┌─ Data for processing
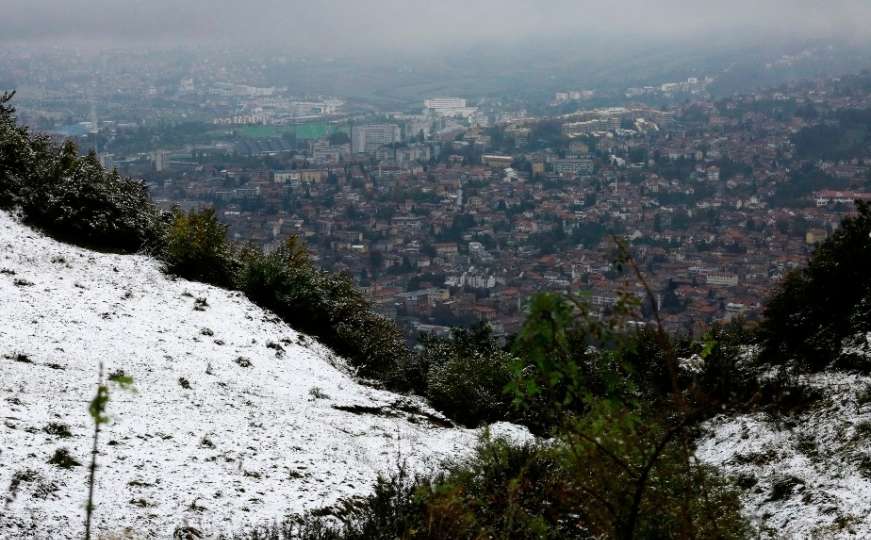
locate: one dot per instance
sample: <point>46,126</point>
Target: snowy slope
<point>807,476</point>
<point>257,434</point>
└─
**Exercise prompt**. In your copy, please omit the pictures and print every line of the records exactly.

**Completed task**.
locate: one dot per instance
sample: <point>46,126</point>
Target: snowy slope
<point>807,476</point>
<point>257,434</point>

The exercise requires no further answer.